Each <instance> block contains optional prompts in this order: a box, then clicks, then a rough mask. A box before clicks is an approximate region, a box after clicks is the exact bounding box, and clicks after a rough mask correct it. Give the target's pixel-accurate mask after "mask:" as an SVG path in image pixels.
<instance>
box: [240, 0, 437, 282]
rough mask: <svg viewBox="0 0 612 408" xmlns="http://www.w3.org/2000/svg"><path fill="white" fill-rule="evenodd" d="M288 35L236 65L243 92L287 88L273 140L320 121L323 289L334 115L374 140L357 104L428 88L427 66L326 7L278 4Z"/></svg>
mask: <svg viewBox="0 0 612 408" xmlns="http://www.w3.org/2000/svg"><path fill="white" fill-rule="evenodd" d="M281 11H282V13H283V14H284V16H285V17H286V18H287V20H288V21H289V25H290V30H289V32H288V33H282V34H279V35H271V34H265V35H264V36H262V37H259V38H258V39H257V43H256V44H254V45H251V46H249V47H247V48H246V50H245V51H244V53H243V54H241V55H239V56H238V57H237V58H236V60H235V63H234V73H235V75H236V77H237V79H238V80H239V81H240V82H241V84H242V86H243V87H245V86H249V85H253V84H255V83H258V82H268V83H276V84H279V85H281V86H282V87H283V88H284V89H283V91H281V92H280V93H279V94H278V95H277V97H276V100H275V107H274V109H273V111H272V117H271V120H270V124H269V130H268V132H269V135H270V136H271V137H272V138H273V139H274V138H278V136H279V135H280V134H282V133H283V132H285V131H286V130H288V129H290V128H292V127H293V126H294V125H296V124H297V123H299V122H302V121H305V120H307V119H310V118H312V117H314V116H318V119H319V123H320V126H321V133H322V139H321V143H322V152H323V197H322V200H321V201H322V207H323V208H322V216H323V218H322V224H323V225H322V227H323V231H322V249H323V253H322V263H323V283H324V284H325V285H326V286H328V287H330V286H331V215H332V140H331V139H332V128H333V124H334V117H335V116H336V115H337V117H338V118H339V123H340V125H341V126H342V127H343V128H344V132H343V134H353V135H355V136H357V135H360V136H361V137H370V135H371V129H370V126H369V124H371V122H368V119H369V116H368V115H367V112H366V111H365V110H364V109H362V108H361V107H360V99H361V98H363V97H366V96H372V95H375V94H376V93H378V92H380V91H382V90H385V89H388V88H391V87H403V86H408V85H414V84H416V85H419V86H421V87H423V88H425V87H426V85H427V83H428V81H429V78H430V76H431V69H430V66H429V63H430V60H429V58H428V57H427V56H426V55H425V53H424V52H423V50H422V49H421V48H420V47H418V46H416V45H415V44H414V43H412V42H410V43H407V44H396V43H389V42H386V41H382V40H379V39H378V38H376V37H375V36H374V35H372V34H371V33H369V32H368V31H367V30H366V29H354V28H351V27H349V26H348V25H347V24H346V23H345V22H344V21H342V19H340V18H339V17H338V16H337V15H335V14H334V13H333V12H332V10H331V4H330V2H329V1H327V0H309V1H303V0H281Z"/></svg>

> _Problem to solve_:
Your reply should be the number of lines in the entries that contain "instance", nothing more.

> _Answer for this exercise_:
2